_Given instruction_
Exact repetition of every entry is required.

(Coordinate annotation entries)
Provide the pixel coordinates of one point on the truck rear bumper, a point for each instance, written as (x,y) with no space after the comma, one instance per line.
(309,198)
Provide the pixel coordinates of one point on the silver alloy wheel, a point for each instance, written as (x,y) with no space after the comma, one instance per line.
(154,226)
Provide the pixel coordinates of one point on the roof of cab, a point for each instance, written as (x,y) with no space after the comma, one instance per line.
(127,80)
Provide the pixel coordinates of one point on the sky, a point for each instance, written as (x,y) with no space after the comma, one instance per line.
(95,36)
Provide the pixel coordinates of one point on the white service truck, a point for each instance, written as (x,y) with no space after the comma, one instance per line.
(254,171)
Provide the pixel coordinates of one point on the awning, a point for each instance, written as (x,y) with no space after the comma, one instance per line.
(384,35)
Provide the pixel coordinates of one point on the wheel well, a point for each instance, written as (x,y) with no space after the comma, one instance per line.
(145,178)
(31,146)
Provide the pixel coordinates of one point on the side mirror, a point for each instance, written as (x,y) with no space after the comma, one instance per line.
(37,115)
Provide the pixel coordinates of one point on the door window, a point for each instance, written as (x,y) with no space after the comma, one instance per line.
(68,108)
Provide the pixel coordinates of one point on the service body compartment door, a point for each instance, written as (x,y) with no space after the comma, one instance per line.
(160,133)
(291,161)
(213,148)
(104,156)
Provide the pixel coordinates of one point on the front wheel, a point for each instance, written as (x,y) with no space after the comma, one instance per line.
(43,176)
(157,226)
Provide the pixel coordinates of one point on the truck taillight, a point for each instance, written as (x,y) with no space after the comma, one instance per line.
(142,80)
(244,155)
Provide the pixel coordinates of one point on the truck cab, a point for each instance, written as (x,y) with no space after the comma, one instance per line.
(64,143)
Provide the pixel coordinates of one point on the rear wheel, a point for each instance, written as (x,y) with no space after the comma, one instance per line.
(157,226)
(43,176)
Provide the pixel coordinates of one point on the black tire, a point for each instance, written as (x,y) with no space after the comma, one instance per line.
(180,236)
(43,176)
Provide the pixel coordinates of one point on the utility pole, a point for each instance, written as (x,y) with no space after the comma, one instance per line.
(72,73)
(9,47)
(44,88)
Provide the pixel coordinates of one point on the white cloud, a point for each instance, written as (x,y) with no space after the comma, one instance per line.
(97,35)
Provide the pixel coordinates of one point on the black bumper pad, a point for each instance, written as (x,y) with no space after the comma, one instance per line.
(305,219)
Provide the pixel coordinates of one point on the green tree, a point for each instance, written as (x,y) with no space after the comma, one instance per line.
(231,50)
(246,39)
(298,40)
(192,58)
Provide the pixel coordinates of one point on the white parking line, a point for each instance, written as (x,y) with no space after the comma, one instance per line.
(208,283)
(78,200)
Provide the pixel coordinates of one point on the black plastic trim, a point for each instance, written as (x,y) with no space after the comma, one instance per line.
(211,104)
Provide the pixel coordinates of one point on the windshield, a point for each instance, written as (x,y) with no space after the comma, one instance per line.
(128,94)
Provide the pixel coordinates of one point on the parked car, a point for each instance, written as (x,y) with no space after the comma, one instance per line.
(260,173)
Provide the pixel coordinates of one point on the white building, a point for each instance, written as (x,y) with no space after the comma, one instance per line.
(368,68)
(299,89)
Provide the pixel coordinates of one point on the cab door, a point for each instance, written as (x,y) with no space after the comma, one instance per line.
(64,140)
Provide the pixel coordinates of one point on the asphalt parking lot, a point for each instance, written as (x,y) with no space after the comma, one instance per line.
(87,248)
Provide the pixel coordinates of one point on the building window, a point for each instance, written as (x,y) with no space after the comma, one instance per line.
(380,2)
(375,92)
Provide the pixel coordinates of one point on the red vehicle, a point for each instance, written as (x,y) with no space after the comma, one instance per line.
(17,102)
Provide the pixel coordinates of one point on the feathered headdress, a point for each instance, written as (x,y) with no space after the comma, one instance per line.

_Worked answer_
Provide the pixel coordinates of one point on the truck rear bumper, a point for each instance, written as (x,y) with no space after the comma, one instance per line.
(309,198)
Provide the pixel coordinates of one point on the silver alloy wheel, a point for each instance, written as (x,y) with no space after the comma, one instance per line.
(154,226)
Provide the pixel coordinates of one point on the roof of cab, a point for each instance, written as (x,y) with no space after the comma, one instance per line.
(127,80)
Provide the pixel coordinates of one point on the sky, a point for each instance, written as (x,y) with no space after the comma, one instance per line.
(95,36)
Provide the pixel coordinates of one point on the white service truck, a point for each instance, written as (x,y) with no space after the comma, one instance per line.
(254,171)
Provide the pixel coordinates of one point on the awning, a point for each instance, written as (x,y) with no space after the comma, one instance per line.
(384,35)
Provide the pixel coordinates of one point on the wheel well, a point for each instance, written as (x,y) with no space after the comma, one instance per line.
(145,178)
(31,146)
Provide the pixel coordinates of one point on the side mirror, a point for each instance, written as (x,y) with no space after the comma, one instance per line.
(37,115)
Provide the pixel coordinates of one point on the door window, a point for each instance, written as (x,y) with no space after the comma, one instance per line.
(68,108)
Provide the pixel coordinates of one point on the service body compartment door, a point for each instance, written as (x,y) with no space after the comma, one instance per line.
(160,133)
(291,161)
(213,148)
(104,156)
Provide the pixel coordinates of one point on the front wheel, a point for each instance, written as (x,y) with no space after the comma, one instance per line.
(43,176)
(157,226)
Provide the pixel coordinates of one point on the truck taillight, a point for each instance, written as (x,y) with no space after the comma, one instance per line.
(142,80)
(244,155)
Provide the pixel coordinates of one point on the truck cab, a point for each instance, written as (x,y) with no space after the comma, one instance per line.
(64,143)
Provide the pixel coordinates of one point on the rear wheel, a point for each instance, written as (x,y) with no space after the comma, one instance per line.
(157,226)
(43,176)
Provide the pixel coordinates of one point on the black tire, a point for each instance, written as (x,y) with no space after the comma, one instance per line.
(180,236)
(43,176)
Provide the pixel coordinates of one point on the utility pole, a point for each instance, written as (x,y) with no space after the comma, one instance per line.
(72,73)
(9,47)
(44,88)
Provide the pixel coordinates of one point on the white cloud, a point for each instance, written as (x,y) with no space after the comma, one instance per line.
(97,35)
Provide the pixel coordinates of one point on the black bumper pad, a point for each instance, written as (x,y) with no space after the comma, one instance per line.
(305,219)
Provide the pixel coordinates of one point on the green tree, a point for each instance, written as (x,y) with no space after the comma, one instance per line.
(231,50)
(246,39)
(298,40)
(192,58)
Provide the pixel coordinates of one point on the white parking line, a point for each instance, written as (x,y) with no space after the comma, one instance per line.
(208,283)
(78,200)
Provide the pixel coordinates of one point on the black plastic trim, a point for each instance, written as (x,y) with no space after the comma, one instance per line.
(211,104)
Provide the pixel coordinates of one point on the windshield, a point for each instance, written as (x,y) with no space after the comma, one instance per line.
(128,94)
Provide the pixel coordinates of one point on the parked car, a point for each instance, written as (x,y) with no space after the comma, one instance per line.
(260,173)
Provide the pixel coordinates of one point on the white building, a point for each instance, written as (x,y) with no space after the comma, one instance per line.
(368,68)
(299,89)
Provide the pixel coordinates of one point on the cab door, a point for each instance, written as (x,y) with no space after the comma, one instance per line.
(64,140)
Provide the pixel coordinates of one point on the asphalt parking lot, a point for each instance, written as (x,y) with no space after the comma, one instance per line.
(87,248)
Provide the pixel coordinates of one point on the building window, a point for each instance, written as (x,y) with no space after the comma, one instance per line.
(380,2)
(375,92)
Provide the pixel coordinates of one point on the red vehicle, a point for each instance, written as (x,y) with no space after the comma, one instance per line.
(17,102)
Provide the pixel coordinates of one point on the feathered headdress, a point for each instance, written as (x,y) with no space after the comma, one instance per line.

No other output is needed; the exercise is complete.